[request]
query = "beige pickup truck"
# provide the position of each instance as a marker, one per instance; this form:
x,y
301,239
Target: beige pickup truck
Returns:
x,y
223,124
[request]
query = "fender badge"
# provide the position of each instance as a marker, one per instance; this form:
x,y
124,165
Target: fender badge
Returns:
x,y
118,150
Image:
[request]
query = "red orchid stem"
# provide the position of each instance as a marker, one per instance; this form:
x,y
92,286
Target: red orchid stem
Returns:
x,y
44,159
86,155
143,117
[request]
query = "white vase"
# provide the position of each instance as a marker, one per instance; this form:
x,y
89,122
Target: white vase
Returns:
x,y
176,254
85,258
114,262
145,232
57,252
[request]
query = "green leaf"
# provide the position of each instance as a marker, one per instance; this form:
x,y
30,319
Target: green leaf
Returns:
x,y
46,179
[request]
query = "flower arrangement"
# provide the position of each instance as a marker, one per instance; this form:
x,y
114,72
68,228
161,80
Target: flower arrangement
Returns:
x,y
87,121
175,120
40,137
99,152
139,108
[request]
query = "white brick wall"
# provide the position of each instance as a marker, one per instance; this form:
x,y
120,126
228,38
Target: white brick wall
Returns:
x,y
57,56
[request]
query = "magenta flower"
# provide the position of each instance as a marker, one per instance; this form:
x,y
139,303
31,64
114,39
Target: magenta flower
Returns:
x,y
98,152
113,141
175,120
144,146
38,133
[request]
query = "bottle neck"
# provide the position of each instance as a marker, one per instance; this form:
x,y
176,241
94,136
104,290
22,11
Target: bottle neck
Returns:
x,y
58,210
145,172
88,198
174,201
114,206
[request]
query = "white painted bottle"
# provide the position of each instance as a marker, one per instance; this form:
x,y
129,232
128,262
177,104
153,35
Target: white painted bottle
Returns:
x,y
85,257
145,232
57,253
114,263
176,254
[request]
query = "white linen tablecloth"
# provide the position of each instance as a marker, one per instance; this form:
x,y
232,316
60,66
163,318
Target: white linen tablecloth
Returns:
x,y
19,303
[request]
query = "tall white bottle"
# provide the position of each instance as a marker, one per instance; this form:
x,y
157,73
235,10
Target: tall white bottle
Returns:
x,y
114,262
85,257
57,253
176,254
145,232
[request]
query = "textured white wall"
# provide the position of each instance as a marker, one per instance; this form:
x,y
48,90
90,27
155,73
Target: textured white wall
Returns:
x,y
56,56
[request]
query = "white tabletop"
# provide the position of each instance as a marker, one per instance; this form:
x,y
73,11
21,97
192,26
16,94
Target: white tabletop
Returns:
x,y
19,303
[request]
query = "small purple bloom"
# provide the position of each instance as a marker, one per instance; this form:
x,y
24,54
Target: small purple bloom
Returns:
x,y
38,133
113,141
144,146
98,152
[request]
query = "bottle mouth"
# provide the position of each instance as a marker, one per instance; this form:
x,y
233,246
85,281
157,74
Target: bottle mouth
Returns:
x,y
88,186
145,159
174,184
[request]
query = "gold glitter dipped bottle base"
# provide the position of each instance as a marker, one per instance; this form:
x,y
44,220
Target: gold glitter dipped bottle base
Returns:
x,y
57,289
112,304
===============
Your instructions:
Reproduce the material above, every line of it, exactly.

In response:
[request]
query = "beige pickup truck"
# provide the position of each instance as a marker, one per instance; this form:
x,y
301,239
Target: beige pickup truck
Returns:
x,y
223,124
[request]
query = "fender badge"
# provide the position of each instance as a marker, one per instance; this form:
x,y
124,165
Target: fender badge
Returns:
x,y
118,150
Image:
[request]
query = "red orchid stem"
# provide the position of each instance as a marker, one per instance; this form:
x,y
92,286
Target: red orchid stem
Returns:
x,y
44,159
86,155
143,117
[request]
query = "white vase"
# provide the position of each instance as a marker, one per instance; this form:
x,y
89,122
Target: white vase
Returns:
x,y
176,254
85,258
114,262
145,232
57,252
[request]
query = "green leaf"
# provide the position of each instance as a marker, one per instance; this form:
x,y
30,319
Target: green leaf
Returns:
x,y
46,179
[request]
query = "flower arrangement"
# provide the position of each instance as a marker, one per instance; this form:
x,y
114,72
68,228
161,80
Target: flower arrangement
Returns:
x,y
87,121
175,120
40,137
99,152
139,108
[request]
query = "white brick wall"
# provide the position of each instance as a marker, one per instance; this form:
x,y
120,126
228,38
Target: white brick wall
Returns:
x,y
57,56
[request]
query = "magenta flower"
# provide the position of each instance as a marker, one per instance; this form:
x,y
139,303
31,64
114,39
Target: magenta flower
Returns:
x,y
98,152
113,141
175,120
144,146
38,133
[request]
query = "bottle neck"
# provide the position of each instance as a marker, one per instance; this form:
x,y
176,241
94,136
104,290
22,11
Target: bottle neck
Returns:
x,y
58,210
145,172
88,198
174,201
114,206
[request]
query = "white painted bottle"
# provide the position of each instance as a marker, one per instance; this form:
x,y
129,232
128,262
177,104
153,35
Target: white painted bottle
Returns:
x,y
85,257
145,232
57,253
114,263
176,254
[request]
query = "white linen tablecloth"
# provide the position of each instance as a marker, one per instance; this form:
x,y
232,316
60,66
163,318
Target: white linen tablecloth
Returns:
x,y
19,303
[request]
query = "tall white bottle"
# provide the position of each instance as a marker, one per instance; this form:
x,y
157,73
235,10
Target: tall white bottle
Returns:
x,y
114,262
85,257
57,253
176,254
145,232
[request]
query = "textured white wall"
# provide the position of each instance as a marker, one per instance; this form:
x,y
48,90
90,27
155,73
Target: textured white wall
Returns:
x,y
56,56
[request]
query = "white tabletop"
# provide the position of each instance as a marker, one per instance; this form:
x,y
73,11
21,97
192,26
16,94
Target: white tabletop
Returns:
x,y
19,303
[request]
query = "small purple bloom"
# provide the position of each instance as a marker, one per instance; this form:
x,y
24,54
Target: small purple bloom
Returns:
x,y
38,133
113,141
144,146
98,152
[request]
query = "bottle mouth"
# provide the position of each instance as a marker, one per instance; this form:
x,y
233,246
85,281
157,74
Target: bottle mouth
Returns:
x,y
88,186
145,159
174,184
[request]
query = "gold glitter dipped bottle base"
# provide the position of each instance as a marker, one per instance; this form:
x,y
44,220
Target: gold glitter dipped bottle base
Returns:
x,y
57,289
112,304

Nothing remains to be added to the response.